Yapılacaklar ->
• 1. Muhammed Ali hakkındaki metinde Muhammed Ali dışında adı geçen bütün kişileri geçtikleri sırayla yaz.
• 2. Muhammed Ali hakkındaki metni son cümlesinden sonra sürdür.

Gösterilen metin ->
▬▬▬

Kamacı, ABD'li efsane boksörden övgü dolu sözlerle bahsederken,
"Allah'ın takdiri. Böyle insanların ölümü insanı üzüyor. Allah
rahmet eylesin. Muhammed Ali ve boks dendiğinde fazla konuşmaya da
gerek yok. Muhammed Ali gibi bir boksör daha dünyaya gelmedi.
İstediği anda nakavtla maçı bitirebilen bir boksördü. Ağır sıklet
olmasına rağmen hafif sıklet gibi seri hareket ediyordu. Bu
Allah'ın verdiği bir yetenek. Daha iyisi gelmedi." ifadelerini
kullanıyor.
- Müslümanlığı seçmesi
Muhammed Ali'nin İslam diniyle ilgisi, Wallace D. Fard Muhammad
tarafından ABD'de kurulan "İslam Milleti" adlı siyahi harekete
1964'te katılmasıyla ortaya çıktı.
İlk olarak kendisine "Cassius X" adını veren ünlü boksör, daha
sonra ise Muhammed Ali adını seçerek Müslüman olduğunu açıkladı.
Ali, dönemin Afro-Amerikan Müslüman siyasi temsilci ve insan
hakları savunucusu Malcom X ile yakın ilişkiler kurarken,
İslamiyet'in doğru tanınması ve yaygınlaşması amacıyla çeşitli
çalışmalarda bulundu.

▬▬▬

Kayıt alıntıları ->
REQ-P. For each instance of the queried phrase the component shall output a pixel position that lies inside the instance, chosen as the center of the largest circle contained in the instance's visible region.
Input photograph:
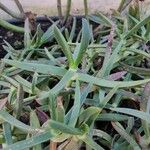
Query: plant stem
(59, 9)
(11, 27)
(123, 5)
(11, 13)
(68, 9)
(19, 7)
(85, 7)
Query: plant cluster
(63, 85)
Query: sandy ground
(49, 7)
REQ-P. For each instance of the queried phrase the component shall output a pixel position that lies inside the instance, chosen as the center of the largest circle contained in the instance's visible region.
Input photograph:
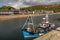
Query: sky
(26, 3)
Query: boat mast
(47, 17)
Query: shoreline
(9, 17)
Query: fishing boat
(30, 30)
(45, 24)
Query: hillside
(54, 7)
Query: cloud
(25, 3)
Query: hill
(54, 7)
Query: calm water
(11, 29)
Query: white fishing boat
(30, 30)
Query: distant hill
(54, 7)
(7, 8)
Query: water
(11, 29)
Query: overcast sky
(26, 3)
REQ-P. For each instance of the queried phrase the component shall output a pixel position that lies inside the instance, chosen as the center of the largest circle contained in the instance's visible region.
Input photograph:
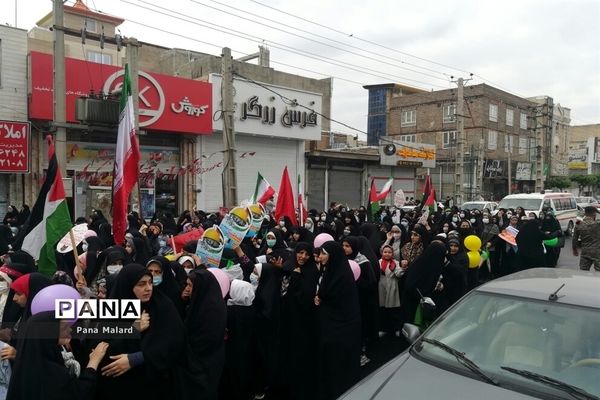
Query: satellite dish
(389, 149)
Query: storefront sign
(523, 172)
(493, 169)
(166, 103)
(406, 154)
(15, 138)
(267, 110)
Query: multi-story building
(584, 149)
(180, 111)
(13, 108)
(505, 136)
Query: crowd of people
(297, 321)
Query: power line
(323, 37)
(277, 45)
(358, 38)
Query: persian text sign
(165, 103)
(14, 146)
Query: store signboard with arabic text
(406, 154)
(266, 110)
(15, 138)
(166, 103)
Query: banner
(234, 226)
(210, 247)
(257, 216)
(14, 146)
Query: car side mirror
(411, 332)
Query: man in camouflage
(587, 236)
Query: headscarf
(30, 285)
(241, 293)
(39, 370)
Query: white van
(563, 204)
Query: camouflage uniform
(588, 231)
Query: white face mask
(113, 268)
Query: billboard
(15, 149)
(406, 154)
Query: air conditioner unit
(97, 111)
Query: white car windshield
(497, 332)
(526, 204)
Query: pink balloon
(322, 238)
(45, 299)
(223, 280)
(355, 269)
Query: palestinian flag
(373, 200)
(49, 220)
(429, 195)
(385, 191)
(263, 192)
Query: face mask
(113, 269)
(254, 280)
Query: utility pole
(459, 168)
(480, 167)
(229, 176)
(59, 88)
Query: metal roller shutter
(345, 187)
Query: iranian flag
(49, 220)
(263, 192)
(429, 195)
(301, 210)
(385, 191)
(127, 158)
(373, 201)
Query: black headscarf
(205, 325)
(162, 344)
(39, 371)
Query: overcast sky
(530, 48)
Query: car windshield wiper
(463, 359)
(574, 391)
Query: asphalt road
(389, 347)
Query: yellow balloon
(472, 243)
(474, 259)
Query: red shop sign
(166, 103)
(14, 146)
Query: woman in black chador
(338, 314)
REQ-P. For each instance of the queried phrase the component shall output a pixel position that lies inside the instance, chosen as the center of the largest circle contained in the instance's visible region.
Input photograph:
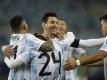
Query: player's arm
(91, 42)
(47, 46)
(96, 64)
(87, 43)
(84, 60)
(13, 63)
(21, 59)
(7, 50)
(93, 58)
(38, 44)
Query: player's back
(21, 72)
(47, 65)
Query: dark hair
(15, 23)
(104, 17)
(48, 14)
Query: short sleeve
(26, 56)
(104, 46)
(70, 37)
(33, 42)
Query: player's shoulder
(29, 35)
(70, 34)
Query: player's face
(62, 27)
(104, 26)
(52, 25)
(24, 26)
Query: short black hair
(104, 17)
(48, 14)
(15, 23)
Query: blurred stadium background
(82, 17)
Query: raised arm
(91, 42)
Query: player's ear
(43, 25)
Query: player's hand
(8, 51)
(70, 64)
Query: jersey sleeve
(33, 42)
(70, 37)
(104, 46)
(21, 59)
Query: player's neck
(20, 32)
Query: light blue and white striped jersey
(47, 66)
(23, 44)
(104, 47)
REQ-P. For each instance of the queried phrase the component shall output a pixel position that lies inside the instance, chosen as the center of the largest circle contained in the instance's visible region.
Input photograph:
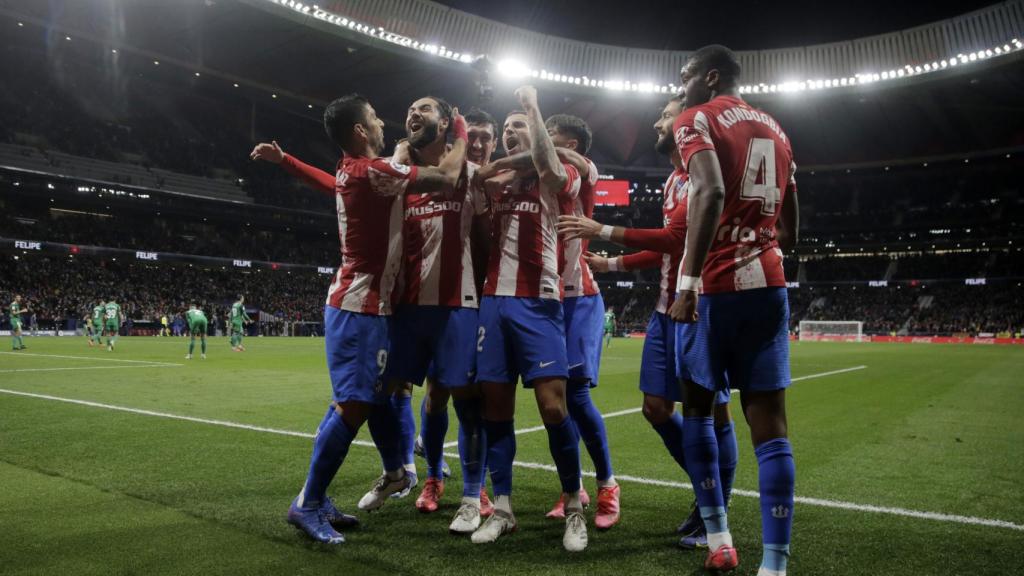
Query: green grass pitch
(86, 489)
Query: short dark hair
(479, 117)
(342, 115)
(574, 126)
(443, 108)
(717, 56)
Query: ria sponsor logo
(433, 207)
(522, 206)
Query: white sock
(719, 539)
(503, 502)
(572, 502)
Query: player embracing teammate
(406, 225)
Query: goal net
(832, 330)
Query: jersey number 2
(759, 180)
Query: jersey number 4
(760, 182)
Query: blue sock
(472, 445)
(402, 407)
(728, 456)
(776, 476)
(384, 429)
(330, 449)
(671, 432)
(564, 447)
(501, 453)
(590, 426)
(423, 414)
(433, 430)
(701, 462)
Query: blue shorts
(584, 324)
(435, 340)
(356, 355)
(740, 340)
(520, 337)
(658, 375)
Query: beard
(665, 145)
(426, 136)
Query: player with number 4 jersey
(731, 299)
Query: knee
(698, 402)
(722, 414)
(553, 412)
(436, 399)
(657, 410)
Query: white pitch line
(89, 358)
(635, 410)
(827, 503)
(89, 368)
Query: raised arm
(628, 262)
(549, 169)
(523, 162)
(313, 177)
(665, 240)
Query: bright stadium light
(512, 68)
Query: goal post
(832, 330)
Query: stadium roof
(741, 25)
(249, 42)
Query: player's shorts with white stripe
(356, 354)
(435, 340)
(520, 337)
(740, 340)
(584, 336)
(660, 373)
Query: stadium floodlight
(379, 33)
(512, 68)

▬▬▬

Cevaplar aşağıda ->
• 1. Kamacı, Wallace D. Fard Muhammad, Malcom X

• 2.
Muhammed Ali, 11 Eylül 2011'de Dünya Ticaret Merkezi'ne yapılan
terör saldırılarının ardından bir gazetecinin, "Bu dehşetin meydana
gelmesine sebep olan teröristlerle aynı dinin bir mensubu olarak
neler hissediyorsunuz?" şeklindeki sorusuna hiç tereddüt etmeden,
"Siz, Hitler ile aynı dini paylaşan bir mensup olarak neler
hissediyorsanız aynısını." cevabını vererek İslam konusundaki
hassasiyetini her platformda dile getirmiştir.
Vietnam Savaşında "Vietnamlılar bana hiçbir kötülük yapmadı ki
onlarla savaşayım" diyerek askere gitmeyi reddeden Ali hakkında
1967'de soruşturma açıldı. Suçlu bulunarak elinden altın kemeri
alınan ve spordan 3,5 yılı men cezası alan ünlü boksör, pes
etmeyerek uzun yıllar sürdürdüğü hukuk savaşından galip
ayrıldı.
Boks hayatına yeniden 1970'de dönebilen ünlü boksör, ilk maçında
Jerry Quarry'i nakavt etti. Henüz hazır olmamasına rağmen ikinci
maçında döneminin ağır sıklet boks şampiyonu Joe Frazier ile
karşılaşan Ali, puan farkıyla kariyerinin ilk mağlubiyetini bu
müsabakada aldı. ABD'li boksör, 1974'te yapılan rövanş
mücadelesinde ise bu kez sayı farkıyla rakibini mağlup
etti.
Muhammed Ali, 1974 yılındaki ikinci büyük zaferini, iri fiziği
ve o güne kadar tüm maçlarını kazanmasıyla dönemin en güçlü boksörü
olarak gösterilen George Foreman karşısında aldı. Demokratik Kongo
Cumhuriyeti'nin başkenti Kinşasa'da düzenlenen ağır sıklet unvan
maçında rakibini 8. rauntta deviren Ali, yeniden dünya
şampiyonluğunu ilan etti.
İki boksör, bu kez 1975'te Filipinler'de karşı karşıya geldi.
Oldukça çetin geçen mücadeleyi 14. raundun sonunda bu kez teknik
nakavtla kazanan Muhammed Ali, böylece boks tarihine adını altın
harflerle yazdırdı.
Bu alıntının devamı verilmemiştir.